Required task:
In the records below, rewrite the lines from the line with "task | drop a marker on every instance of the cirrus" up to and including the line with "column 593, row 86", changing "cirrus cloud" to "cumulus cloud" and leaving everything else unchanged.

** Begin Raw records **

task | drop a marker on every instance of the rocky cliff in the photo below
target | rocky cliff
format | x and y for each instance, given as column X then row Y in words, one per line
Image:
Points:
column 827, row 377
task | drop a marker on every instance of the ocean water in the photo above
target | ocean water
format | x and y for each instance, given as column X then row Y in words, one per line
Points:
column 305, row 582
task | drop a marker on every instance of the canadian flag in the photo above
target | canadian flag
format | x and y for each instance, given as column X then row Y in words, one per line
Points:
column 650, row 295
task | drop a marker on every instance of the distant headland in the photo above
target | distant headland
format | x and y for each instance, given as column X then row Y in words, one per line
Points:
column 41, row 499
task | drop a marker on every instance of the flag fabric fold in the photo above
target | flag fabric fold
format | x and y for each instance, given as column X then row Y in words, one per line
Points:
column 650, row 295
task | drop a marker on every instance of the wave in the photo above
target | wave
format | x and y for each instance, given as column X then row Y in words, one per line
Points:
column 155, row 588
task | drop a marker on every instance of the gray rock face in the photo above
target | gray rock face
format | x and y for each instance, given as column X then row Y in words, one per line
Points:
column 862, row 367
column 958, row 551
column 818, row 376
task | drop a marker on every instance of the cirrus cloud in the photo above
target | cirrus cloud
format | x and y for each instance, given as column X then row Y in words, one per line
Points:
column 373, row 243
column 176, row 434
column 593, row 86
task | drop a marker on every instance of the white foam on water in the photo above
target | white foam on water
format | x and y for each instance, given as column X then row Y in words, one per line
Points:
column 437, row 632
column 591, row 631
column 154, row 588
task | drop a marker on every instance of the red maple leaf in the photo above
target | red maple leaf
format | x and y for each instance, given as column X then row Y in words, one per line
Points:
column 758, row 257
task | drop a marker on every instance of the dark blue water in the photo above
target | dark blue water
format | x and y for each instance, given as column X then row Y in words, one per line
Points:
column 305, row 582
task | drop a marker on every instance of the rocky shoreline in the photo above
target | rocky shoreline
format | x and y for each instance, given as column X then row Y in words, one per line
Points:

** End Raw records **

Result for this exercise:
task | drop a marker on every instance of the cumulus cloud in the photo above
target | cumulus cloud
format | x and y for each instance, given as column X then row Y in words, one per line
Points:
column 373, row 243
column 176, row 434
column 593, row 86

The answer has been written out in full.